(Records for identifying locations)
___

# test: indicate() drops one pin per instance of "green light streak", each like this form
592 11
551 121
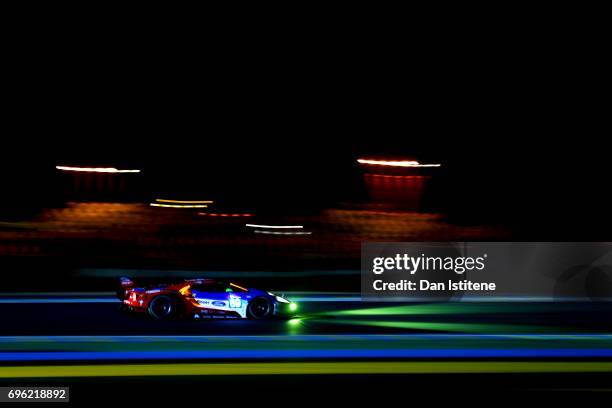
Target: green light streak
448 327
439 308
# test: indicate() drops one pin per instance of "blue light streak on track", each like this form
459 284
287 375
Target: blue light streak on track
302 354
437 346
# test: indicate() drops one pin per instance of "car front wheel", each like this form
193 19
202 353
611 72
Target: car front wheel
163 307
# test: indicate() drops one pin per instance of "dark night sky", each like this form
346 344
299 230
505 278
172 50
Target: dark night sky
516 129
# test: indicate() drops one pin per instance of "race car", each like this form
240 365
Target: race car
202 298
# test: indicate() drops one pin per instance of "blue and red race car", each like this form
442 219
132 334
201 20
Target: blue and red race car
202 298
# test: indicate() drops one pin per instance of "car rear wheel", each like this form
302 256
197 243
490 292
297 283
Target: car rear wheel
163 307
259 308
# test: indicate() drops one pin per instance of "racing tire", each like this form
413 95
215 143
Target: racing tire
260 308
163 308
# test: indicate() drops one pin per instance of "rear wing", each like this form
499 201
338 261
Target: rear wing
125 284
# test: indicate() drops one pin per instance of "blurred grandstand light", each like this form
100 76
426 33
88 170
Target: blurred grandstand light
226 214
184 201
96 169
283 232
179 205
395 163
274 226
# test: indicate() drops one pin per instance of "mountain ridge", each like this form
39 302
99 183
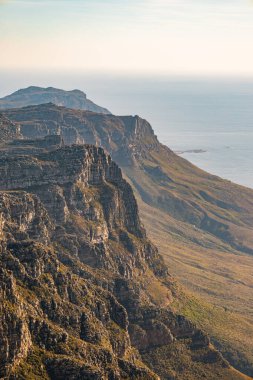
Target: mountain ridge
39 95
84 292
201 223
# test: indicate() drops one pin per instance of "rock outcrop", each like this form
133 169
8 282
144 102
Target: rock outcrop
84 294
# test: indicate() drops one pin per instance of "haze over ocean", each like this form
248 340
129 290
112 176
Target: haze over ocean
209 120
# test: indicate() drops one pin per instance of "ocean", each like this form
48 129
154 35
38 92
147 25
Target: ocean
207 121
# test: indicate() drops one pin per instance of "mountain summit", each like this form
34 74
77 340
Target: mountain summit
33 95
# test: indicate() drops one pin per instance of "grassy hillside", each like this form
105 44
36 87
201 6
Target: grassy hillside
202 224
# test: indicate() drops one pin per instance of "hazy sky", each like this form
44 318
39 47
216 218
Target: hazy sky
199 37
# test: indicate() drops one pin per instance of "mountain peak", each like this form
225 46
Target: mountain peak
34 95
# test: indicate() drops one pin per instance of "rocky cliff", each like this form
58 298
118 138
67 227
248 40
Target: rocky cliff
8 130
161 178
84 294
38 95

___

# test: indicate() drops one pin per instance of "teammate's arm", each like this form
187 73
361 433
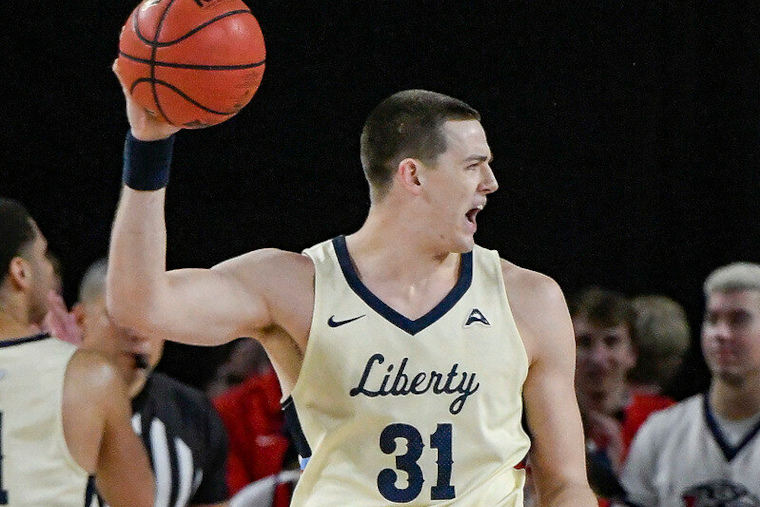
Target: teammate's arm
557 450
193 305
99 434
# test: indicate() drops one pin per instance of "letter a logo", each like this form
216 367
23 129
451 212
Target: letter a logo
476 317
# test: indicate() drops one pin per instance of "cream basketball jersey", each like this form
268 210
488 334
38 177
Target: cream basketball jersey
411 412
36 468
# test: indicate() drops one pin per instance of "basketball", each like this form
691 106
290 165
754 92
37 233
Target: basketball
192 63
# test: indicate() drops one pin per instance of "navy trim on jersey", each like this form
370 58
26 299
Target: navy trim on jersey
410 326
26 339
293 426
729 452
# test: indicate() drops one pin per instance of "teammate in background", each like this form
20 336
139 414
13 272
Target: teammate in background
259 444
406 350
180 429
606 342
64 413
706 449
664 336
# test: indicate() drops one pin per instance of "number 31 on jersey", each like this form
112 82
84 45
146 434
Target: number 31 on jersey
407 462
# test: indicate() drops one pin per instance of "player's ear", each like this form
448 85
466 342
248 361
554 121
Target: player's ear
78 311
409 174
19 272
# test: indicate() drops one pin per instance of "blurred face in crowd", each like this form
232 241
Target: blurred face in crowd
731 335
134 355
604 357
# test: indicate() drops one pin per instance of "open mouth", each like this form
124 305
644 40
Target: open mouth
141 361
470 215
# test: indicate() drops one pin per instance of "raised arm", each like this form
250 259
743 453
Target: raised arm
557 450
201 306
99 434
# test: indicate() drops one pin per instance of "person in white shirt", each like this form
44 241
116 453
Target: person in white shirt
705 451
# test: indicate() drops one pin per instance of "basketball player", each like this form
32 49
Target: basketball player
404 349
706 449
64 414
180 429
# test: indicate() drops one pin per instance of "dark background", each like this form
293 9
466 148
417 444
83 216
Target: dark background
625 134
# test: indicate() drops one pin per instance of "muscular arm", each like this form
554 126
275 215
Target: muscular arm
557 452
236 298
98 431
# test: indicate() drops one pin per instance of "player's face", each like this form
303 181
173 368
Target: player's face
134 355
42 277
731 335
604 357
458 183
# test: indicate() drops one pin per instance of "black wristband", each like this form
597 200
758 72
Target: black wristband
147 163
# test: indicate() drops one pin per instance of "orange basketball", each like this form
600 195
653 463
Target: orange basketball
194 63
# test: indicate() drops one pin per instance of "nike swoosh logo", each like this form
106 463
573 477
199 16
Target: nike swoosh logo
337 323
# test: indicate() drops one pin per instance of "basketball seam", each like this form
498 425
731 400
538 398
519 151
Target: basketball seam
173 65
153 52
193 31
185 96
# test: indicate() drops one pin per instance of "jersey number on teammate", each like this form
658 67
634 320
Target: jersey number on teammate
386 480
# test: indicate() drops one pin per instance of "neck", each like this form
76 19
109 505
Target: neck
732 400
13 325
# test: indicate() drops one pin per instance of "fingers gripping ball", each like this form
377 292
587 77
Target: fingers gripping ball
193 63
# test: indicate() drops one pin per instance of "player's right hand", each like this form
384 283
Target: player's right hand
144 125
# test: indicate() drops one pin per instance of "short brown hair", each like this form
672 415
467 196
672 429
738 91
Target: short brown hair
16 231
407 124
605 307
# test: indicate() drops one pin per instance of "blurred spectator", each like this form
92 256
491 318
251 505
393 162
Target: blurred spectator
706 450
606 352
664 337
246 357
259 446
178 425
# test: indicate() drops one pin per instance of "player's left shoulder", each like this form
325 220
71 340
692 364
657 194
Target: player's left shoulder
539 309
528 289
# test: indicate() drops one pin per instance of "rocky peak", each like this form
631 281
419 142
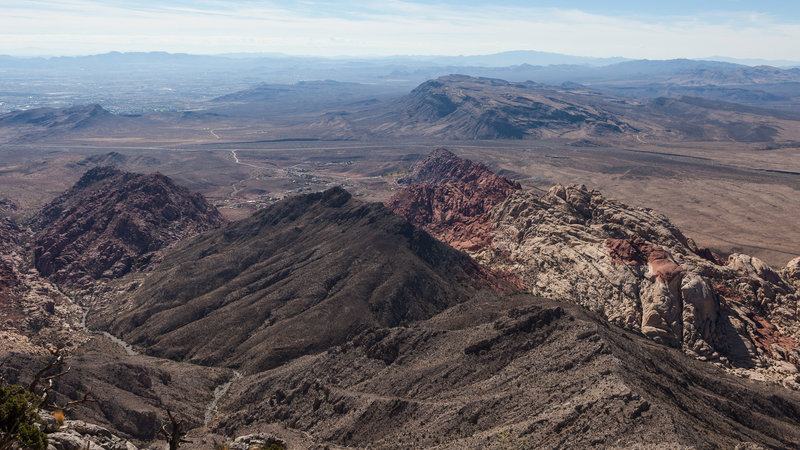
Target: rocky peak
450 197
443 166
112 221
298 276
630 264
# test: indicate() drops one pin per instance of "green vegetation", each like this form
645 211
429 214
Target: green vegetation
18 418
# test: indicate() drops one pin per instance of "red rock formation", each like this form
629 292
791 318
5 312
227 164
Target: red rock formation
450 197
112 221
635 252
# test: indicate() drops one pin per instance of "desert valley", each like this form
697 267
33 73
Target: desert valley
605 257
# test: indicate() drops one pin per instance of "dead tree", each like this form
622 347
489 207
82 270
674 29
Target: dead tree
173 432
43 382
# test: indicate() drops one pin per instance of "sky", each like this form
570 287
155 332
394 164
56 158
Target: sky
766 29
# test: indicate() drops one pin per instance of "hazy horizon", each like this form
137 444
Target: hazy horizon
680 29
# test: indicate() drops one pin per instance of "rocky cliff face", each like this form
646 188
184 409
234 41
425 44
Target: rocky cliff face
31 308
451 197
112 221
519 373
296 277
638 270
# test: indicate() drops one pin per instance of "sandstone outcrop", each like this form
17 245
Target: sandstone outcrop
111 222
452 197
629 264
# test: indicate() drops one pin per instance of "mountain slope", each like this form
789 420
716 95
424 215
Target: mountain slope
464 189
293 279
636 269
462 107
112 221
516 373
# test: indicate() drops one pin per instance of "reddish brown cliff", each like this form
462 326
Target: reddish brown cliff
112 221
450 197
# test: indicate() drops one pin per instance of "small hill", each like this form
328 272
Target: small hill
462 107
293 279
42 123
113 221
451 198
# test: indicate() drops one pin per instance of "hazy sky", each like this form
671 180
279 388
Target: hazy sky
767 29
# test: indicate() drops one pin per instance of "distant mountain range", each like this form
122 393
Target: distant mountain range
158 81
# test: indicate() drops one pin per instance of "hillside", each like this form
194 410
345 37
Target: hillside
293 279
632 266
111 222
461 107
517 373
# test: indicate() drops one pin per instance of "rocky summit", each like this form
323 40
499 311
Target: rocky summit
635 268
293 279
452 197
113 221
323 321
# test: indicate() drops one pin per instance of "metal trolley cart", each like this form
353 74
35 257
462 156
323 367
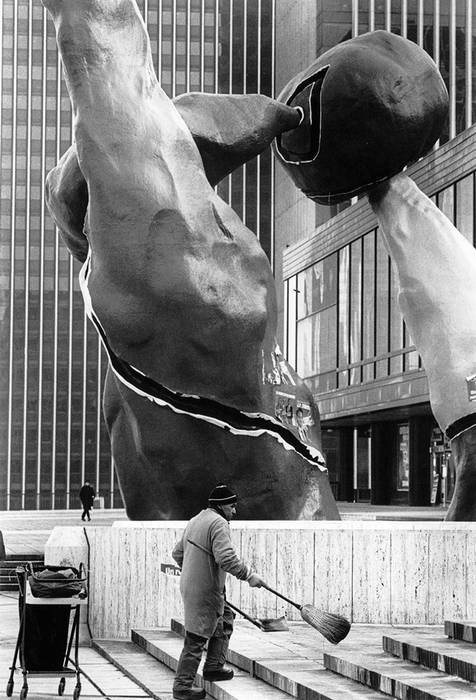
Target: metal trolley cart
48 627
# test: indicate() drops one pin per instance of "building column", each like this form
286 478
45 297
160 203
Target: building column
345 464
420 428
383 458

___

* _PROMPT_: Which lines in the records contain the string "muscular"? Locate each one and copy it in full, treating uppercase and lowercase as different.

* _FINISHED ANSWER_:
# test: indicate() drops one pin per instance of "muscular arm", each like this form
Target: muscular arm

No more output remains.